##### PROVIDED DATA #####

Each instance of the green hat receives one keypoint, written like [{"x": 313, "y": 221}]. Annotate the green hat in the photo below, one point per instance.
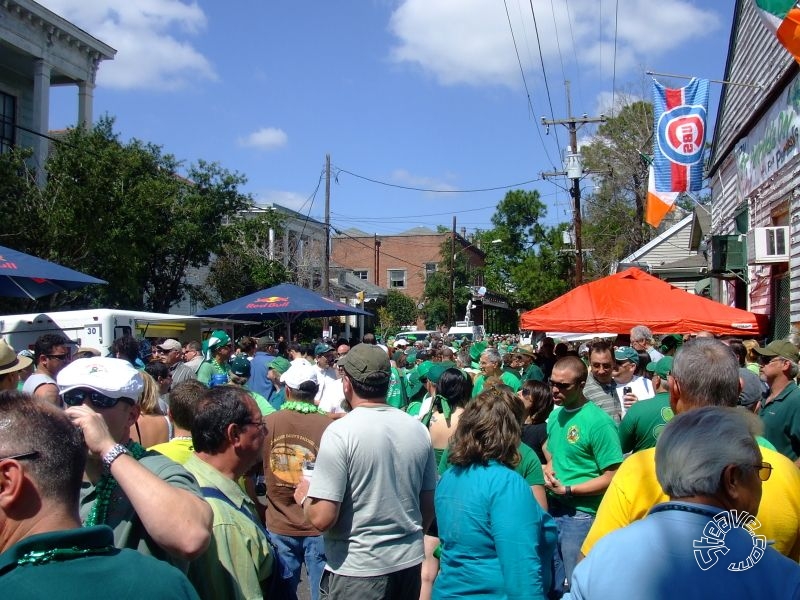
[
  {"x": 239, "y": 365},
  {"x": 413, "y": 384},
  {"x": 366, "y": 363},
  {"x": 217, "y": 339},
  {"x": 670, "y": 342},
  {"x": 662, "y": 367},
  {"x": 280, "y": 364},
  {"x": 626, "y": 353},
  {"x": 321, "y": 349},
  {"x": 780, "y": 348},
  {"x": 476, "y": 350},
  {"x": 423, "y": 368}
]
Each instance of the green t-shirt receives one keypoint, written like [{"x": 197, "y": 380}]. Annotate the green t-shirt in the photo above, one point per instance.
[
  {"x": 210, "y": 368},
  {"x": 781, "y": 419},
  {"x": 529, "y": 465},
  {"x": 396, "y": 396},
  {"x": 507, "y": 377},
  {"x": 583, "y": 443},
  {"x": 644, "y": 422}
]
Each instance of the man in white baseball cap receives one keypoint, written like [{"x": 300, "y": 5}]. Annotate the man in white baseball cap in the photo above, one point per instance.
[{"x": 130, "y": 488}]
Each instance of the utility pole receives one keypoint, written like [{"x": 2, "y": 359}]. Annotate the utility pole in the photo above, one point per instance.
[
  {"x": 575, "y": 172},
  {"x": 326, "y": 270},
  {"x": 452, "y": 262}
]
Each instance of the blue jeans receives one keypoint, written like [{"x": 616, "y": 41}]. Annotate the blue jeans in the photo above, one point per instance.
[
  {"x": 573, "y": 526},
  {"x": 295, "y": 550}
]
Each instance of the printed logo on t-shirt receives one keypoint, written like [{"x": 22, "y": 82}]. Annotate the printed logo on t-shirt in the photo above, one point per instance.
[{"x": 573, "y": 434}]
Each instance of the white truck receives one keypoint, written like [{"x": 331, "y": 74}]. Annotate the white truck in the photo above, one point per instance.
[{"x": 98, "y": 328}]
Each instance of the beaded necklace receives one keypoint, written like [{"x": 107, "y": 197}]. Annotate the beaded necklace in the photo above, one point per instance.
[
  {"x": 302, "y": 407},
  {"x": 105, "y": 488}
]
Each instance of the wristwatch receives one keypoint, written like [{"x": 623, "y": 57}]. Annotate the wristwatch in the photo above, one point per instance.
[{"x": 109, "y": 457}]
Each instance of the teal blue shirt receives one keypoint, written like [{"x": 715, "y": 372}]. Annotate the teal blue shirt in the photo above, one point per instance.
[{"x": 496, "y": 540}]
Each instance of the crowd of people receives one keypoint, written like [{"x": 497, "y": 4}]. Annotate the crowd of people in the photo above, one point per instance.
[{"x": 415, "y": 469}]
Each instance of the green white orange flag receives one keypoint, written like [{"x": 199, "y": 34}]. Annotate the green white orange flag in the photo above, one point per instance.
[
  {"x": 658, "y": 203},
  {"x": 783, "y": 18}
]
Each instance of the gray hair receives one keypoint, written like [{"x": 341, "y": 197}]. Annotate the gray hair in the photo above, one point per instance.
[
  {"x": 492, "y": 355},
  {"x": 707, "y": 372},
  {"x": 689, "y": 456},
  {"x": 640, "y": 332}
]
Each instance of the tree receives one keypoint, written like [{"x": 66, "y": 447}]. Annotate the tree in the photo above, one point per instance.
[
  {"x": 244, "y": 264},
  {"x": 613, "y": 214},
  {"x": 121, "y": 212}
]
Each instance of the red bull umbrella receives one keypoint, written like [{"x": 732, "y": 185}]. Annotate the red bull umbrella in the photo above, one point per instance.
[
  {"x": 26, "y": 276},
  {"x": 286, "y": 302}
]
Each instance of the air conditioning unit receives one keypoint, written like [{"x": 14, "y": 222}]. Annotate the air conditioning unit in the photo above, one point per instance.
[
  {"x": 768, "y": 245},
  {"x": 728, "y": 253}
]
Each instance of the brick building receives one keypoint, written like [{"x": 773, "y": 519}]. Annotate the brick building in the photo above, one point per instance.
[{"x": 401, "y": 261}]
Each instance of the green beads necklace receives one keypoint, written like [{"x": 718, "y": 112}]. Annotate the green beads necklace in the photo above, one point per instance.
[
  {"x": 105, "y": 488},
  {"x": 303, "y": 407}
]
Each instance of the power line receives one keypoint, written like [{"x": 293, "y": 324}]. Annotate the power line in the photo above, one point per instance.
[
  {"x": 525, "y": 83},
  {"x": 544, "y": 72},
  {"x": 614, "y": 71},
  {"x": 417, "y": 189}
]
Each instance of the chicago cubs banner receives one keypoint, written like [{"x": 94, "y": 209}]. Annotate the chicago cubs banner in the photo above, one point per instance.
[{"x": 680, "y": 135}]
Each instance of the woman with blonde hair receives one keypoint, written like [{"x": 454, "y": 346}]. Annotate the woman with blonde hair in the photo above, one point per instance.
[
  {"x": 497, "y": 542},
  {"x": 153, "y": 426}
]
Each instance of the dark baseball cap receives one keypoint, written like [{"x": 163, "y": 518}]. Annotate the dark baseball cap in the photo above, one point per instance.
[{"x": 367, "y": 364}]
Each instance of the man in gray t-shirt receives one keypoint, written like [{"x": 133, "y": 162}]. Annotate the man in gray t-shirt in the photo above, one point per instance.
[{"x": 372, "y": 489}]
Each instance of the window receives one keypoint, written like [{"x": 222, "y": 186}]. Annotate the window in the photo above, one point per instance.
[
  {"x": 8, "y": 117},
  {"x": 397, "y": 278},
  {"x": 430, "y": 269}
]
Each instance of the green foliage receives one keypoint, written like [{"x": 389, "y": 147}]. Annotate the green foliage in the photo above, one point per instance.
[
  {"x": 243, "y": 265},
  {"x": 119, "y": 211}
]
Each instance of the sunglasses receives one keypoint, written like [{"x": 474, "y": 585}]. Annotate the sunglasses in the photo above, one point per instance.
[
  {"x": 23, "y": 456},
  {"x": 76, "y": 398}
]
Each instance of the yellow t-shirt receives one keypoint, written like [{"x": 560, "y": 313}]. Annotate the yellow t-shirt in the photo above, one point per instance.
[{"x": 635, "y": 490}]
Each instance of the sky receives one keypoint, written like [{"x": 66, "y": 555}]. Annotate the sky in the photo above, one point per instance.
[{"x": 426, "y": 94}]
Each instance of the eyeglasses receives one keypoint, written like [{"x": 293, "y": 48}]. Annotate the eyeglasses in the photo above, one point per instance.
[
  {"x": 260, "y": 424},
  {"x": 23, "y": 456},
  {"x": 765, "y": 360},
  {"x": 76, "y": 398},
  {"x": 562, "y": 385},
  {"x": 764, "y": 470}
]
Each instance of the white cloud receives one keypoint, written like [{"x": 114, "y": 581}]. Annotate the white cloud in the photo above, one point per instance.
[
  {"x": 403, "y": 177},
  {"x": 266, "y": 138},
  {"x": 470, "y": 43},
  {"x": 150, "y": 37}
]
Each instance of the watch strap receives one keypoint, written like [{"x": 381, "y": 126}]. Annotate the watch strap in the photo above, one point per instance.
[{"x": 109, "y": 457}]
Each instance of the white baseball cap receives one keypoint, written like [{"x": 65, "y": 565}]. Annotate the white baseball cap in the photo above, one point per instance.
[
  {"x": 114, "y": 377},
  {"x": 298, "y": 374}
]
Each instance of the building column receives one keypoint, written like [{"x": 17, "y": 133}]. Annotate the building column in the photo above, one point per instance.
[
  {"x": 41, "y": 116},
  {"x": 85, "y": 104}
]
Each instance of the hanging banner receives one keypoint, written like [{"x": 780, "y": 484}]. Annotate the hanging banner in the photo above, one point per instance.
[
  {"x": 658, "y": 203},
  {"x": 782, "y": 17},
  {"x": 771, "y": 143},
  {"x": 680, "y": 135}
]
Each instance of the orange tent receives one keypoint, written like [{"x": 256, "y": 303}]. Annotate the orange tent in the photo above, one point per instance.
[{"x": 618, "y": 302}]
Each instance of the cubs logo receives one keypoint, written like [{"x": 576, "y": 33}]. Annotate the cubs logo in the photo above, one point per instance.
[
  {"x": 682, "y": 134},
  {"x": 573, "y": 434}
]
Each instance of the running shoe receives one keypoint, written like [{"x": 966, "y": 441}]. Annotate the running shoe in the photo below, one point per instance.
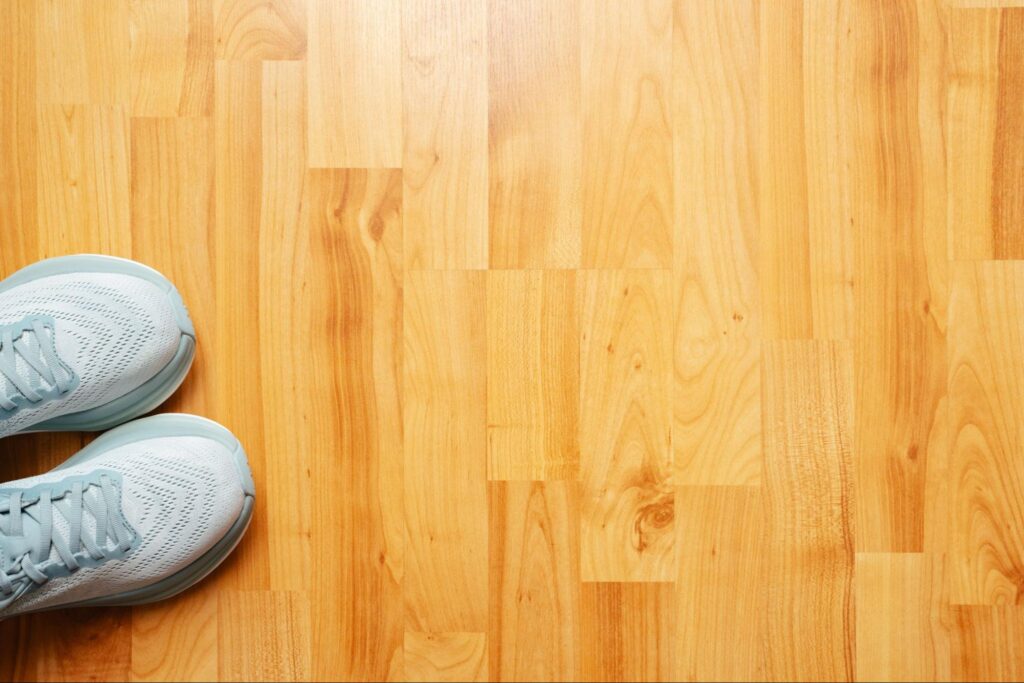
[
  {"x": 88, "y": 342},
  {"x": 142, "y": 513}
]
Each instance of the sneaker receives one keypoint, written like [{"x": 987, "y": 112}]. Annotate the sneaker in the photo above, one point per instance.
[
  {"x": 142, "y": 513},
  {"x": 88, "y": 342}
]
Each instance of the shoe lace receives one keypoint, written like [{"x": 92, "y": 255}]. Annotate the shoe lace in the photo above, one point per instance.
[
  {"x": 29, "y": 341},
  {"x": 71, "y": 502}
]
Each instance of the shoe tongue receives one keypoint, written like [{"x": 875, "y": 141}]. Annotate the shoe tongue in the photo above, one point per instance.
[
  {"x": 66, "y": 347},
  {"x": 12, "y": 547}
]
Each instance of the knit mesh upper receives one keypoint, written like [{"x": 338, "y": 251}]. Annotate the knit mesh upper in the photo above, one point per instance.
[
  {"x": 180, "y": 495},
  {"x": 115, "y": 331}
]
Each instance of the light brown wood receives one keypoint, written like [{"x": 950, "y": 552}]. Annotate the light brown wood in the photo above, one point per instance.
[
  {"x": 577, "y": 340},
  {"x": 445, "y": 656},
  {"x": 532, "y": 375}
]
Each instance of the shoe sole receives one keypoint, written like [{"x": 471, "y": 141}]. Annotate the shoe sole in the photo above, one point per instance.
[
  {"x": 157, "y": 389},
  {"x": 172, "y": 424}
]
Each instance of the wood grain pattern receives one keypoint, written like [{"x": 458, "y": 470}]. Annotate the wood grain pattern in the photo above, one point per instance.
[
  {"x": 535, "y": 581},
  {"x": 627, "y": 632},
  {"x": 721, "y": 591},
  {"x": 444, "y": 115},
  {"x": 278, "y": 648},
  {"x": 627, "y": 134},
  {"x": 256, "y": 30},
  {"x": 625, "y": 418},
  {"x": 809, "y": 506},
  {"x": 583, "y": 340},
  {"x": 900, "y": 633},
  {"x": 83, "y": 157},
  {"x": 532, "y": 376},
  {"x": 1008, "y": 145},
  {"x": 354, "y": 71},
  {"x": 535, "y": 128},
  {"x": 354, "y": 255},
  {"x": 83, "y": 52},
  {"x": 984, "y": 542},
  {"x": 171, "y": 57},
  {"x": 901, "y": 267},
  {"x": 445, "y": 656},
  {"x": 18, "y": 167},
  {"x": 444, "y": 389}
]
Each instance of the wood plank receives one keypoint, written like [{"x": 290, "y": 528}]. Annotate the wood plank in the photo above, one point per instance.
[
  {"x": 171, "y": 71},
  {"x": 625, "y": 427},
  {"x": 627, "y": 134},
  {"x": 828, "y": 91},
  {"x": 972, "y": 91},
  {"x": 536, "y": 155},
  {"x": 717, "y": 355},
  {"x": 717, "y": 432},
  {"x": 535, "y": 581},
  {"x": 445, "y": 656},
  {"x": 444, "y": 164},
  {"x": 716, "y": 136},
  {"x": 177, "y": 640},
  {"x": 236, "y": 398},
  {"x": 628, "y": 632},
  {"x": 353, "y": 224},
  {"x": 354, "y": 94},
  {"x": 260, "y": 30},
  {"x": 172, "y": 176},
  {"x": 83, "y": 52},
  {"x": 984, "y": 521},
  {"x": 900, "y": 601},
  {"x": 18, "y": 134},
  {"x": 988, "y": 643},
  {"x": 784, "y": 266},
  {"x": 83, "y": 175},
  {"x": 289, "y": 261},
  {"x": 721, "y": 591},
  {"x": 900, "y": 267},
  {"x": 808, "y": 400},
  {"x": 70, "y": 653},
  {"x": 532, "y": 376},
  {"x": 1008, "y": 158},
  {"x": 172, "y": 204},
  {"x": 444, "y": 393},
  {"x": 263, "y": 636}
]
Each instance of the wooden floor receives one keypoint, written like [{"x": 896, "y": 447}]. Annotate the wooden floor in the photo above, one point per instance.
[{"x": 570, "y": 340}]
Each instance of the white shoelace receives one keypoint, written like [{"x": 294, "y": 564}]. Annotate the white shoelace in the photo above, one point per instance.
[
  {"x": 71, "y": 504},
  {"x": 29, "y": 341}
]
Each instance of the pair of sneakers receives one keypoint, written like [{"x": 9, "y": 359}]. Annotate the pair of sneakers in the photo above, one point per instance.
[{"x": 150, "y": 508}]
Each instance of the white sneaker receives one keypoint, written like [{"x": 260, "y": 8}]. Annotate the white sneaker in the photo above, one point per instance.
[
  {"x": 88, "y": 342},
  {"x": 142, "y": 513}
]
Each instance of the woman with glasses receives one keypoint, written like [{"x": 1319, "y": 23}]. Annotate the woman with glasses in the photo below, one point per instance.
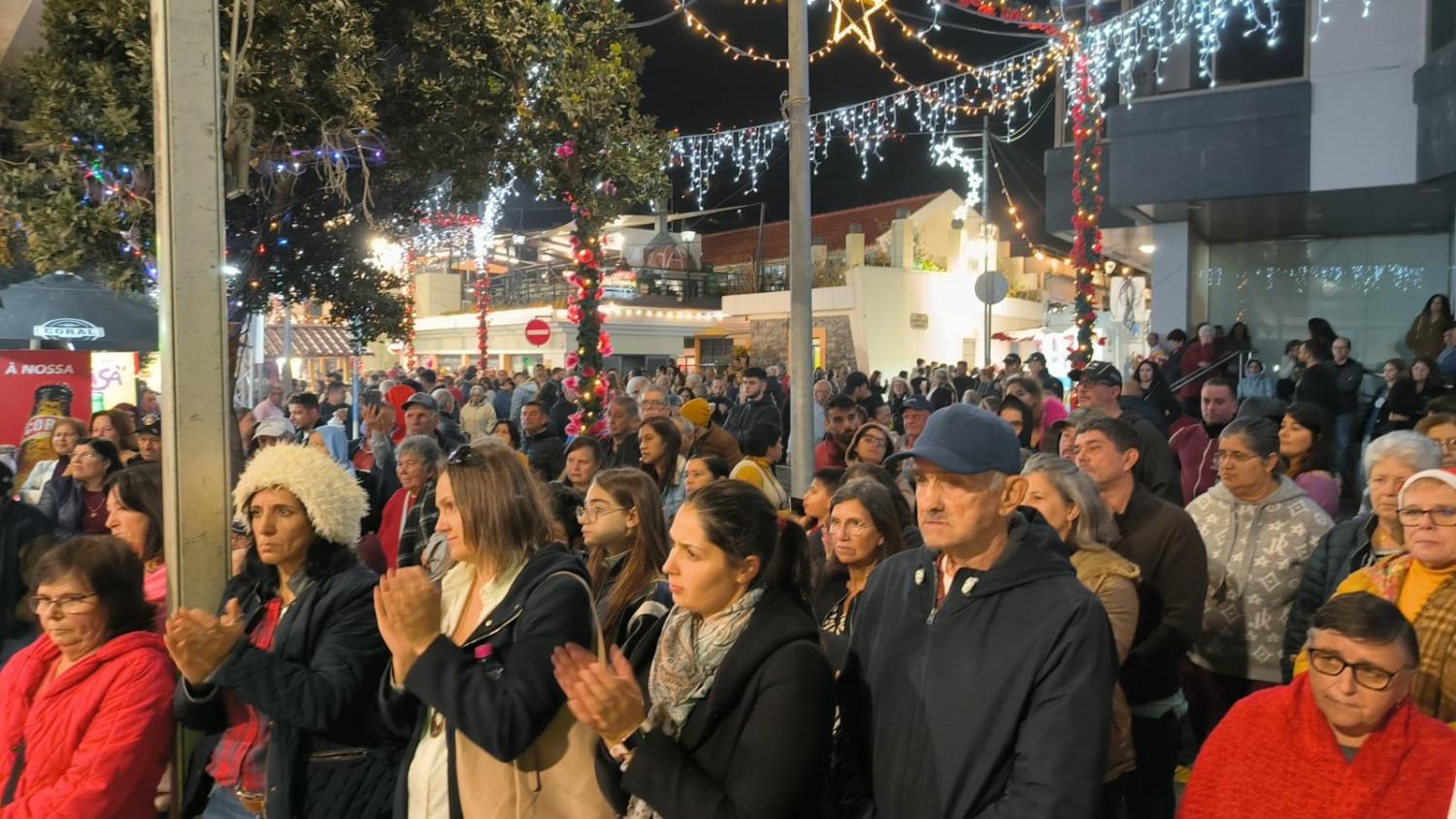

#####

• **TASK DIRECTIONS**: Keeping pictures out, repeat exactly the lines from the one containing "Each instance of the wooden" through the end of the listing.

• **SOLVED PROBLEM**:
Each instance of the wooden floor receives one keypoint, written like [{"x": 896, "y": 447}]. Annotate the wooden floor in the photo above, one point per instance.
[{"x": 570, "y": 340}]
Each instance of the white shoelace receives one keypoint, written like [{"x": 294, "y": 564}]. Annotate the white shoelace in the photo above, one point per instance.
[
  {"x": 71, "y": 504},
  {"x": 29, "y": 341}
]
Each instance of the pair of sneakers receives one keypoint, written like [{"x": 9, "y": 359}]. Annotate the pair of sneakers in the photo above, one point per instance.
[{"x": 150, "y": 508}]
Each instance of the white sneaker receives one keypoint, written like [{"x": 260, "y": 8}]. Annotate the white sneaker in the photo above, one point per instance.
[
  {"x": 88, "y": 342},
  {"x": 142, "y": 513}
]
Each instance of the woman with glasses receives one keypoint, written like [{"x": 1319, "y": 23}]. Annotate the woman with glasses in the photo below, one point per instance.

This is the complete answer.